§ **Study text**

╔══

In Philadelphia, as in many cities, neighborhoods with high rates of hepatitis C virus (HCV) have limited access to screening and treatment.
A new study in the Journal of General Internal Medicine shows that when expert advocates made a focused effort in a medically underserved area, they were able to help vulnerable patients leap each of the many hurdles that often keep people out of care.
The U.S. Food and Drug Administration recently approved several medications that can cure hepatitis C, the most common blood-borne illness, affecting 3 to 5 million Americans. Since 2013, the Centers for Disease Control and Prevention has endorsed routine screening for HCV in medical settings for baby boomers and high-risk individuals.
Working with a team including lead author Dr. Stacey Trooskin of the Drexel University College of Medicine, Nunn has been operating a sweeping HIV and hepatitis C screening and linkage-to-care campaign in several Philadelphia neighborhoods. Since December 2012, the Do One Thing program's volunteers and workers, including physicians, phlebotomists, patient advocates ("navigators"), and social workers have been going door-to-door to offer screening.
They have performed rapid screening tests and, for any positive results, immediate blood draws for confirmatory lab work. For those with confirmed chronic hepatitis C infections, the team provides a full suite of services to guide patients through the process of gaining health insurance, access to medical specialists, and ultimately, to a hepatitis C cure.

╚══

§ **Tasks to complete**
A - Reproduce word for word the part of the hepatitis C article that begins with the words containing "The U.S. Food" and ends with "to offer screening.".
B - Extend the hepatitis C screening article, picking up right after its final sentence.

Dataset entries

╔══

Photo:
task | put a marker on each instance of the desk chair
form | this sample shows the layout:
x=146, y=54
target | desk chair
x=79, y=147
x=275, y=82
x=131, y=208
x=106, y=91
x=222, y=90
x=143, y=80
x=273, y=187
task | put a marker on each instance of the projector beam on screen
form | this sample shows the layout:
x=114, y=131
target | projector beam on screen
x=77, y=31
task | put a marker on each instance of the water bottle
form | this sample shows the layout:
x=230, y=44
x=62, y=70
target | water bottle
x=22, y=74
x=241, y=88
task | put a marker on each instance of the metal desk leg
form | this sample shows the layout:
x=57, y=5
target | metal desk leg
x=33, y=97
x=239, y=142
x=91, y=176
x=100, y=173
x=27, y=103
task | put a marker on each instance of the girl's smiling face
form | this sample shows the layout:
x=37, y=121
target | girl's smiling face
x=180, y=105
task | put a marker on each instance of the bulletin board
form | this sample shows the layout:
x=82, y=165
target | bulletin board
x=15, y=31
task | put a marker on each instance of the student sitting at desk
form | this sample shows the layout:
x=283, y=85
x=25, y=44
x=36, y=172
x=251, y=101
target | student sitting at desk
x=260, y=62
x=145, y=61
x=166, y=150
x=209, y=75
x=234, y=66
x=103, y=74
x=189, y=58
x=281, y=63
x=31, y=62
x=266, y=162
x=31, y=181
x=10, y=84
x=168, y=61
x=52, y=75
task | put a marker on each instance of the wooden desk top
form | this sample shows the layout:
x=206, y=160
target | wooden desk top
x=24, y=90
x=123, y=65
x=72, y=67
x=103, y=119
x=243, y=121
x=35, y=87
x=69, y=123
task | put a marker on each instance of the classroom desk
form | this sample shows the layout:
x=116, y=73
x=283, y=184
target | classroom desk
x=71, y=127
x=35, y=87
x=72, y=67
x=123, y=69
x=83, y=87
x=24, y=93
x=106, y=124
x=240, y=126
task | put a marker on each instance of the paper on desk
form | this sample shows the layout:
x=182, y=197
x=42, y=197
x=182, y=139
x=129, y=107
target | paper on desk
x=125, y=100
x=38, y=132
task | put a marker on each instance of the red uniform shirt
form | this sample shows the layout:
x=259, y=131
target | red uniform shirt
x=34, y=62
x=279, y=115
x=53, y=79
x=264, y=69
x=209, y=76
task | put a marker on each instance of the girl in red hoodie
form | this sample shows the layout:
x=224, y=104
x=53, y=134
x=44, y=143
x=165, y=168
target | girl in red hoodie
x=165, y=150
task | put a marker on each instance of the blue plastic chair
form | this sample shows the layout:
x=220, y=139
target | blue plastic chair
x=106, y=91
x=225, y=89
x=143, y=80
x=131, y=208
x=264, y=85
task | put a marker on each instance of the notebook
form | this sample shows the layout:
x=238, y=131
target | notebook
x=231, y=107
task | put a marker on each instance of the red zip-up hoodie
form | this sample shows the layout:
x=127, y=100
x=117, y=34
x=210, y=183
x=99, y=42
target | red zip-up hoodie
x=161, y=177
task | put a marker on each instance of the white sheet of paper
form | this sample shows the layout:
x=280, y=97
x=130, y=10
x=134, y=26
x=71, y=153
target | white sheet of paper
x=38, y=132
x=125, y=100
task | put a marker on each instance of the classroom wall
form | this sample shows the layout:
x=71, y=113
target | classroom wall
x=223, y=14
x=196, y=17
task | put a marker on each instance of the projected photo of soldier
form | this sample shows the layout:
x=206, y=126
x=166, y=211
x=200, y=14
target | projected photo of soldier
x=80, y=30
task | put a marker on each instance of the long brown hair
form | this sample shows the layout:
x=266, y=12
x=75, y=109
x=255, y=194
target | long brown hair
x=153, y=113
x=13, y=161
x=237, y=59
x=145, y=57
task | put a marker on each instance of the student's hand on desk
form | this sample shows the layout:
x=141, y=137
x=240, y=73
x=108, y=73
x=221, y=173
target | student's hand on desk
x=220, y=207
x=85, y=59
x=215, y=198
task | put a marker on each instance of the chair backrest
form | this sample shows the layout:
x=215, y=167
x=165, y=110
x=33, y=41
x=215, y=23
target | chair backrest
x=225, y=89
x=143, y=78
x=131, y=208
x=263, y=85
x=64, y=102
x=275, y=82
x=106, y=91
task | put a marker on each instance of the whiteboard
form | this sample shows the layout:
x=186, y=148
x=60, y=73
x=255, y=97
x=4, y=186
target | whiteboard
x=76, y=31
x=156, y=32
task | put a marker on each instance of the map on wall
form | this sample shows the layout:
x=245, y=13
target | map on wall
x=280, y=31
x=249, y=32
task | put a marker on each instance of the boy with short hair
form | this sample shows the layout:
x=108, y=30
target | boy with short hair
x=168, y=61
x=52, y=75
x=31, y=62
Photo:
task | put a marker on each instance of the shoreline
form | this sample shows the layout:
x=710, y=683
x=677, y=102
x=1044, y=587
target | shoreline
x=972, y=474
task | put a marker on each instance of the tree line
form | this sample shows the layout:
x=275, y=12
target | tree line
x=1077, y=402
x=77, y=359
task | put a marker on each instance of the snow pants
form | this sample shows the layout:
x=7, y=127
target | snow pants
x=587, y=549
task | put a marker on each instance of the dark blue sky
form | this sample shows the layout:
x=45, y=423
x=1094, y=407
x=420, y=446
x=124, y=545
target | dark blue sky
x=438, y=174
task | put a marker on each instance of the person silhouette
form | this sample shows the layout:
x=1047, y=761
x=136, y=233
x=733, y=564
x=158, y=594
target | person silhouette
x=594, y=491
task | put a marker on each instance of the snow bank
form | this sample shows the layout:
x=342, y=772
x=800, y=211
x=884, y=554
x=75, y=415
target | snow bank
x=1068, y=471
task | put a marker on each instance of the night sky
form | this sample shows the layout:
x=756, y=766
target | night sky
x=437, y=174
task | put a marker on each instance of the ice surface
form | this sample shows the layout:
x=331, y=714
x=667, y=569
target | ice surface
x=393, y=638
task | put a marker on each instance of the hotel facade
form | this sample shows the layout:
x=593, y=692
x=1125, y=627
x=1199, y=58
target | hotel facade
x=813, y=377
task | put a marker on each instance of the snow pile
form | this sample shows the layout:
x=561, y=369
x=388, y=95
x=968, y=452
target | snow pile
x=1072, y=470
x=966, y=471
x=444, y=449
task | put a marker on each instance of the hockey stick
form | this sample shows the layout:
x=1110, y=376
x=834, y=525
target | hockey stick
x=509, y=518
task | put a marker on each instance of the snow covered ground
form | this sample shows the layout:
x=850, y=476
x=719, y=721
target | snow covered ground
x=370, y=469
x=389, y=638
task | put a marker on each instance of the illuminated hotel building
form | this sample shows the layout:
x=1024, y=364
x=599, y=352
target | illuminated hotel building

╚══

§ **Answers given**
A -
The U.S. Food and Drug Administration recently approved several medications that can cure hepatitis C, the most common blood-borne illness, affecting 3 to 5 million Americans. Since 2013, the Centers for Disease Control and Prevention has endorsed routine screening for HCV in medical settings for baby boomers and high-risk individuals.
Working with a team including lead author Dr. Stacey Trooskin of the Drexel University College of Medicine, Nunn has been operating a sweeping HIV and hepatitis C screening and linkage-to-care campaign in several Philadelphia neighborhoods. Since December 2012, the Do One Thing program's volunteers and workers, including physicians, phlebotomists, patient advocates ("navigators"), and social workers have been going door-to-door to offer screening.

B -
"This study demonstrates the importance of community-based testing for HCV in identifying previously undiagnosed individuals and re-engaging those aware of their diagnosis but not currently in care," Trooskin said.
"We learned that a comprehensive approach to nonclinical testing is critical and must integrate immediate access to confirmatory testing as well as intensive patient navigation to effectively link patients to care. Although hepatitis C is now a curable disease, we identified new barriers to care such as the need for a referral to subspecialty care and challenges obtaining medication approval for patients, particularly those covered under Medicaid." Nunn said the key is having the caring staff in place to help. "The secret is the dedicated physician, the patient navigator, and the clinical social worker. One unanticipated challenge is the staff time associated with haggling with payers about coverage for the drug," Nunn said. "With the advent of new medications that can cure hepatitis C, we have created a culture of urgency about staying in care and cure. This model works because the very same person that delivers your confirmatory test is the person that holds your hand all the way to cure."
Many hurdles to care
As of February 2014, the Do One Thing team had tested 1,301 people and found that 4 percent had anti-HCV antibodies (higher than Philadelphia's citywide rates).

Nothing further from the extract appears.